Activity list:
1. Translate this sentence from the article on Obama's policing task force into Spanish: “Law enforcement culture should embrace a guardian – rather than a warrior – mindset to build trust and legitimacy both within agencies and with the public,” the report said.
2. Answer these from the article on Obama's policing task force:
(a) How many pages long is the task force's report?
(b) How many members make up the task force?
(c) In what month did Michael Brown die?
3. List every number in the article on Obama's policing task force, whether written as a word, in digits or as part of a name.

More than nine months after the paramilitary response to anti-police protests sent shockwaves around the world from the streets of Ferguson, Missouri, Barack Obama is taking matters into his own hands.
The president will ban the US government from providing certain types of military-style equipment to local police departments and sharply control other weapons and gear provided to law enforcement, White House officials announced on Monday.
The announcement coincides with the release of a long-awaited report from a task force on policing assembled by Obama in response to the turmoil in Ferguson following the death of teenager Michael Brown in August.
Obama’s policing taskforce releases recommendations – read the full report
The 116-page report recommends an even broader taskforce on criminal justice reform, alongside several proposals for local agencies around the US focused on how police can build trust in communities, especially those disproportionately affected by crime.
“Law enforcement culture should embrace a guardian – rather than a warrior – mindset to build trust and legitimacy both within agencies and with the public,” the report said.
The 21st Century Policing Task Force, made up of 12 members from academia and law enforcement, was asked to propose solutions to overcome racial bias in police operations and recommend ways to improve relations between agencies and the communities they serve.

Material provided:

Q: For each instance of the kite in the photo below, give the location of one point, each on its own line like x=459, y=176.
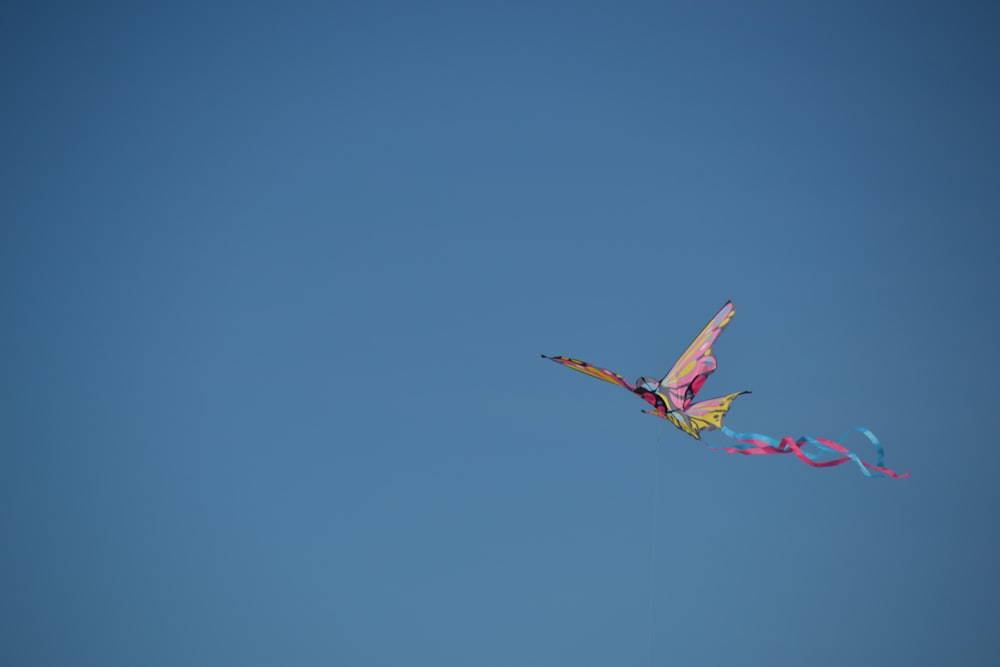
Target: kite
x=672, y=398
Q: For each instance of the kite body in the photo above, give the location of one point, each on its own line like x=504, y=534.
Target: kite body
x=672, y=398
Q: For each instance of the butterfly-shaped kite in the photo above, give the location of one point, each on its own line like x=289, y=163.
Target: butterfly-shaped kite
x=673, y=397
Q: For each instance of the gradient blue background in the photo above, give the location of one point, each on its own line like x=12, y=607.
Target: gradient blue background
x=275, y=278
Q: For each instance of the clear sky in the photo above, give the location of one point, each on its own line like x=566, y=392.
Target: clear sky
x=275, y=278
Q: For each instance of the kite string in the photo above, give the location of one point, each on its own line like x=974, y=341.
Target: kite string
x=652, y=552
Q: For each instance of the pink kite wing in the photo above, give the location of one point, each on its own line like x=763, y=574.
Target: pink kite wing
x=593, y=371
x=704, y=415
x=688, y=375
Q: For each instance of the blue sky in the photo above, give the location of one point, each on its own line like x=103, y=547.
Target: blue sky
x=275, y=278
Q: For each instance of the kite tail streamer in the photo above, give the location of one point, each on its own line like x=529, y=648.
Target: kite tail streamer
x=755, y=443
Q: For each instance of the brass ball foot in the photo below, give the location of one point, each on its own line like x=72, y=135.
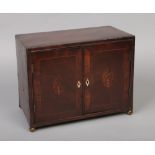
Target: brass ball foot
x=32, y=129
x=130, y=112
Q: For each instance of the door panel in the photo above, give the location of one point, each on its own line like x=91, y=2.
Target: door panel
x=56, y=95
x=107, y=74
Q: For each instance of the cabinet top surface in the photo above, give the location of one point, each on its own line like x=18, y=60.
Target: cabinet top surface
x=42, y=39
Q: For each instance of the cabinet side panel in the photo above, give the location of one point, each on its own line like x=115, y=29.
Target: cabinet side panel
x=22, y=79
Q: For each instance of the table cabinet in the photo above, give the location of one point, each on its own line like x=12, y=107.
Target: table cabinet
x=75, y=74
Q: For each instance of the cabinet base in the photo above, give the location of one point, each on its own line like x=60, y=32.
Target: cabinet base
x=130, y=112
x=32, y=129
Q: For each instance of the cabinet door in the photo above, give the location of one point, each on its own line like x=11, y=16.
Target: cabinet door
x=57, y=84
x=106, y=77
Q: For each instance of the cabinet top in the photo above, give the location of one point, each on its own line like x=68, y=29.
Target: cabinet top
x=42, y=39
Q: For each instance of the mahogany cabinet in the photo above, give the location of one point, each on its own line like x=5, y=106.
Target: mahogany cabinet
x=74, y=74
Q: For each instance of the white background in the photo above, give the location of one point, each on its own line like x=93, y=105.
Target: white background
x=139, y=126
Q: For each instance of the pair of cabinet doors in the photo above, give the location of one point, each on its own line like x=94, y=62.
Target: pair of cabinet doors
x=74, y=81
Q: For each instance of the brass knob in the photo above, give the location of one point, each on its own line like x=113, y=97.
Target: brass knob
x=78, y=84
x=87, y=82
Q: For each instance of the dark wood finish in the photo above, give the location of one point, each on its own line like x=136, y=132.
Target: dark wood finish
x=75, y=74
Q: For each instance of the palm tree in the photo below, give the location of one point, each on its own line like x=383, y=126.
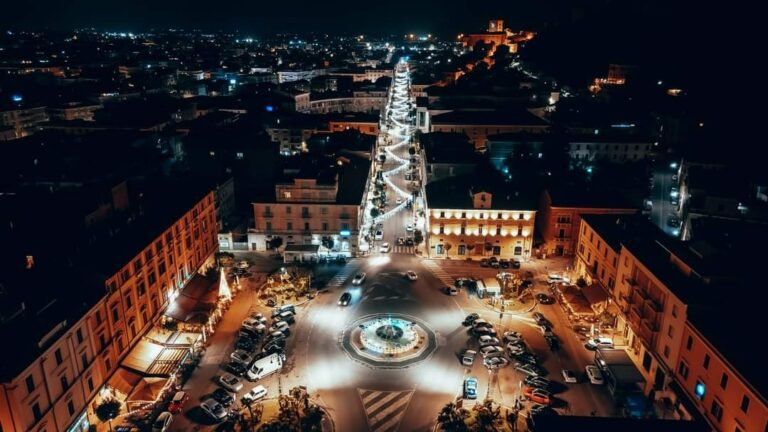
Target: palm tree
x=108, y=410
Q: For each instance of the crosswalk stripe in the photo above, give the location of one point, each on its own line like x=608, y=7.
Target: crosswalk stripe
x=384, y=409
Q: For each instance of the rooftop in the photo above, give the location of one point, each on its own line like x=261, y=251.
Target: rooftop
x=456, y=193
x=500, y=118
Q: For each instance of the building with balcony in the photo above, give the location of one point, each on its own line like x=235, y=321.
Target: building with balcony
x=321, y=204
x=76, y=300
x=560, y=211
x=470, y=220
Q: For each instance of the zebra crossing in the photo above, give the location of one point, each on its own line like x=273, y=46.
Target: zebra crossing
x=344, y=274
x=438, y=272
x=384, y=409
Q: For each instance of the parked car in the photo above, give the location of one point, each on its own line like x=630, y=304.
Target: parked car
x=544, y=299
x=530, y=369
x=512, y=336
x=214, y=409
x=345, y=299
x=236, y=368
x=487, y=340
x=594, y=375
x=358, y=279
x=537, y=395
x=599, y=342
x=241, y=356
x=223, y=397
x=162, y=422
x=468, y=358
x=496, y=362
x=180, y=399
x=470, y=388
x=491, y=351
x=256, y=393
x=569, y=376
x=471, y=318
x=231, y=382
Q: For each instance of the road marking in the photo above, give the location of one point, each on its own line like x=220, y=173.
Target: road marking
x=384, y=409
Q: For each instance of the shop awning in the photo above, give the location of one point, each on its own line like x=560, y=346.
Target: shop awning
x=123, y=381
x=195, y=302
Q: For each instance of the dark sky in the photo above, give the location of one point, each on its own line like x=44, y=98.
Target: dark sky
x=267, y=16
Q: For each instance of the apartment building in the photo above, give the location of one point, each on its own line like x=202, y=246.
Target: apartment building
x=468, y=220
x=71, y=318
x=315, y=206
x=560, y=212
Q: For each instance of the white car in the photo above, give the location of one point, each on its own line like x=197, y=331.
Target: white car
x=231, y=383
x=569, y=376
x=255, y=393
x=162, y=422
x=358, y=279
x=214, y=409
x=242, y=356
x=594, y=375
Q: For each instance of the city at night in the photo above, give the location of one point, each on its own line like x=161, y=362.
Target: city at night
x=435, y=216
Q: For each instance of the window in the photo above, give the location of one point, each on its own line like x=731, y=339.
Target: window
x=30, y=381
x=36, y=412
x=724, y=381
x=716, y=410
x=744, y=404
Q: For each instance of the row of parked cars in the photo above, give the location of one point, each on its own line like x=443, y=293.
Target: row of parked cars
x=259, y=352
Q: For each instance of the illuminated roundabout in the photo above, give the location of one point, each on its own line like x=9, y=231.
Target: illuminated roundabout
x=389, y=340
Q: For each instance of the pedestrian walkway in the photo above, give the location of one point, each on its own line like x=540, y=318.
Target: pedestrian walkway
x=384, y=409
x=349, y=269
x=438, y=272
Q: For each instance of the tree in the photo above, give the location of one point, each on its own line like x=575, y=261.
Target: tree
x=108, y=410
x=452, y=418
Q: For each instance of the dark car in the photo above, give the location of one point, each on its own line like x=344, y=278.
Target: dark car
x=345, y=299
x=544, y=299
x=540, y=318
x=235, y=368
x=223, y=397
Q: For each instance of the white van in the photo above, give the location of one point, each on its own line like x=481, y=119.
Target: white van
x=264, y=367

Solutions to the problems:
1. «La cultura de las fuerzas del orden debería adoptar una mentalidad de guardián —en lugar de guerrero— para generar confianza y legitimidad tanto dentro de las agencias como ante el público», señaló el informe.

2.
(a) 116 pages
(b) 12 members
(c) August

3.
nine (months)
116 (pages)
21st (in "21st Century Policing Task Force")
12 (members)